* Requirement *
Within the entries below, find the portion that opens with the line containing "Query: stone masonry" and closes with the line containing "of the mounting". Retype that portion exactly and only.

* Available records *

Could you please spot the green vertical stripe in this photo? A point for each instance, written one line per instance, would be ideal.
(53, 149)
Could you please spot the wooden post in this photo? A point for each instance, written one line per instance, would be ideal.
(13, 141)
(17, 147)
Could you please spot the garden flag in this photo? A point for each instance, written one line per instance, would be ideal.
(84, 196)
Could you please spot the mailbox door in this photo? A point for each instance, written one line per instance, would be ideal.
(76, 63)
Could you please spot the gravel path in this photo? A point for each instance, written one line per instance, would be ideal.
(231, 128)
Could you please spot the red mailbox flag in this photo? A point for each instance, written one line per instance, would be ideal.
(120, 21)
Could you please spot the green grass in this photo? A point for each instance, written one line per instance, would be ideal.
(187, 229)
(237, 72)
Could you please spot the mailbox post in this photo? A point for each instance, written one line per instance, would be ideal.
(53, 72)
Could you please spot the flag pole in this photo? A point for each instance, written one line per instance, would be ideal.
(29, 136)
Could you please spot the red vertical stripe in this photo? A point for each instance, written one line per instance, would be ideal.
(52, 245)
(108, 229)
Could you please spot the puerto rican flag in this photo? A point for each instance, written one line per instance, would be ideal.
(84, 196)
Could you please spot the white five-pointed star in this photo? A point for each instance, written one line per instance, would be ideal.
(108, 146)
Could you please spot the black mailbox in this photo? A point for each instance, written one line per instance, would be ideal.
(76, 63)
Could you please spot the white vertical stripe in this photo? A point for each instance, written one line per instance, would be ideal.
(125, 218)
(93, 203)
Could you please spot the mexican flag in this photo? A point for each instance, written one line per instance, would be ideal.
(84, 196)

==

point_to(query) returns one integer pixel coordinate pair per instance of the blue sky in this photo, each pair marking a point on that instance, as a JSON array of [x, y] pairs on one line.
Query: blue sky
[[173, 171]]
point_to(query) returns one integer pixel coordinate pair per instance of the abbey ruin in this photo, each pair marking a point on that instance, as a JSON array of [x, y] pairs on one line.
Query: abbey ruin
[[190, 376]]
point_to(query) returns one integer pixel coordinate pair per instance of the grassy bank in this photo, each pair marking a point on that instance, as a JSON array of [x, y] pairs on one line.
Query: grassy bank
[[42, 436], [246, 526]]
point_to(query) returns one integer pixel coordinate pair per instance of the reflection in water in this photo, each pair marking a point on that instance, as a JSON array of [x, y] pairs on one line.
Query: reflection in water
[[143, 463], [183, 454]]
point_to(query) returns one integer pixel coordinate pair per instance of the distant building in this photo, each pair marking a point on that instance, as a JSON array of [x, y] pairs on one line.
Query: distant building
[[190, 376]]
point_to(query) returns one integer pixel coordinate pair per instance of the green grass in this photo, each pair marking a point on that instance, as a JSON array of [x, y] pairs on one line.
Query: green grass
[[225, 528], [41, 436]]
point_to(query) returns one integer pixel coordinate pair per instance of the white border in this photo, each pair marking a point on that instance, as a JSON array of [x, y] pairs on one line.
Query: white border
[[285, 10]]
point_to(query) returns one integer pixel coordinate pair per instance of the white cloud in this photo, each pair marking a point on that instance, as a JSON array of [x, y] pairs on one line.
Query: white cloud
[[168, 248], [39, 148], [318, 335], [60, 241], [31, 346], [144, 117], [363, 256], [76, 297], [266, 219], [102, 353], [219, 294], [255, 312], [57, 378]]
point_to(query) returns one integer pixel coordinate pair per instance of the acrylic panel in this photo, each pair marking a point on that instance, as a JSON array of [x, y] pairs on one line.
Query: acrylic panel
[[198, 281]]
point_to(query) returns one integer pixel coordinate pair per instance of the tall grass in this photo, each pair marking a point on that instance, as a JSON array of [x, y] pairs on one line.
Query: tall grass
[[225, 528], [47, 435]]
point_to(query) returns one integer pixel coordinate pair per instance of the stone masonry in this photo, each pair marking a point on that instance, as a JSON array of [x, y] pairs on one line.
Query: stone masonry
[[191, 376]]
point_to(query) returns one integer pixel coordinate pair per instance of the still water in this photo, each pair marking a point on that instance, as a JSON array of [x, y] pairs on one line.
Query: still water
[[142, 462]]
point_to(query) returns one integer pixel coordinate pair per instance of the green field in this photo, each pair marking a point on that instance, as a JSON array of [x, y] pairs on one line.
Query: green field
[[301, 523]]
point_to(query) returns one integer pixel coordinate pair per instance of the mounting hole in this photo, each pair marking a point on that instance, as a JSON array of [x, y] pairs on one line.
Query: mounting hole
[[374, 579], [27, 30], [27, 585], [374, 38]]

* Expected output *
Query: stone masonry
[[191, 376]]
point_to(query) returns one integer pixel coordinate pair per instance of the still water in this photo, each pair marking a point on that instance, as a JSON array of [x, y] pairs on one line.
Query: still water
[[142, 462]]
point_to(query) returns one integer pixel coordinate pair per instance of the green field in this photo, each pair marking a point on that instance, as a JSON array of [x, y] pairs on one line.
Query: green field
[[301, 523]]
point_to(query) returns one integer pixel coordinate pair per instance of the mounting hole in this photo, each pair marking a point on that instance, as a JSON array of [x, y] pairs on one line.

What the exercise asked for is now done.